• TASK STATEMENT: Everything from the line containing "x=186, y=127" to the end of the data must be duplicated word for word, and nothing else may appear.

• DATA EXTRACT:
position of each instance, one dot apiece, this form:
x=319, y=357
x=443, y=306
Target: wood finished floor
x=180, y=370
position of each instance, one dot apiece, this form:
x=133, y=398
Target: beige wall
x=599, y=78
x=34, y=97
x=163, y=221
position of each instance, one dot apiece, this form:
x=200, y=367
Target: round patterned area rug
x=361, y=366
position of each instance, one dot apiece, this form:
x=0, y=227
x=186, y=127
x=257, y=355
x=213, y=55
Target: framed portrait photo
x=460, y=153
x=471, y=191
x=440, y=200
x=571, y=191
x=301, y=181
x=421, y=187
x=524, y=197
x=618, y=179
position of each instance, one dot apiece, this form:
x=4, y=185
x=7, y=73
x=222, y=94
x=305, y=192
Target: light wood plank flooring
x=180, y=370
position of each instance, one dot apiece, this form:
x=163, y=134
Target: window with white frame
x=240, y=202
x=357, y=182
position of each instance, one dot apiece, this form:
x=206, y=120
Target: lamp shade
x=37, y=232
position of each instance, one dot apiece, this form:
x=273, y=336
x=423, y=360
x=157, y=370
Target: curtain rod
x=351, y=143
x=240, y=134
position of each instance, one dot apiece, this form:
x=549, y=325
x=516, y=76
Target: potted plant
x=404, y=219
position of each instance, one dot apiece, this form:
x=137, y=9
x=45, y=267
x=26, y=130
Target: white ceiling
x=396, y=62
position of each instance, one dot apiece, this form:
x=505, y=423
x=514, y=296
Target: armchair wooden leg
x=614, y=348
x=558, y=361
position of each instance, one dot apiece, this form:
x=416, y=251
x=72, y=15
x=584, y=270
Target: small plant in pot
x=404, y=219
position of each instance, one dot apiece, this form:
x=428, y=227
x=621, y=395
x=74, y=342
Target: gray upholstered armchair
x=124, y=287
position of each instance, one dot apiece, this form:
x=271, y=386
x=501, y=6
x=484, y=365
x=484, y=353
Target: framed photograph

• TASK RESPONSE:
x=186, y=127
x=257, y=355
x=213, y=55
Target: framed portrait photo
x=460, y=153
x=471, y=191
x=440, y=200
x=571, y=191
x=301, y=181
x=421, y=187
x=524, y=197
x=618, y=179
position of each instance, one dot apiece, this form:
x=4, y=185
x=7, y=73
x=222, y=94
x=305, y=192
Target: light wood plank flooring
x=180, y=370
position of each instance, one dot apiece, this form:
x=163, y=134
Target: window with white frame
x=240, y=202
x=357, y=182
position of each instance, one dot apiece, this form:
x=206, y=120
Target: lamp shade
x=37, y=232
position of each instance, one dot apiece, this form:
x=273, y=336
x=423, y=360
x=157, y=370
Target: curtain rod
x=351, y=143
x=240, y=134
position of each instance, one dot apiece, this form:
x=549, y=325
x=516, y=76
Target: potted plant
x=404, y=219
position of each instance, one dot apiece, this form:
x=137, y=9
x=45, y=267
x=26, y=130
Target: white ceiling
x=396, y=62
position of each instance, one dot apiece, this form:
x=505, y=423
x=514, y=296
Target: armchair wooden leg
x=614, y=348
x=558, y=361
position of each instance, one dot apiece, this form:
x=416, y=251
x=72, y=15
x=584, y=270
Target: small plant in pot
x=404, y=219
position of each instance, one dot apiece, this form:
x=428, y=227
x=621, y=395
x=74, y=342
Target: gray upholstered armchair
x=124, y=287
position of each instance, one dot apiece, this form:
x=271, y=386
x=501, y=6
x=484, y=365
x=484, y=353
Target: framed photograph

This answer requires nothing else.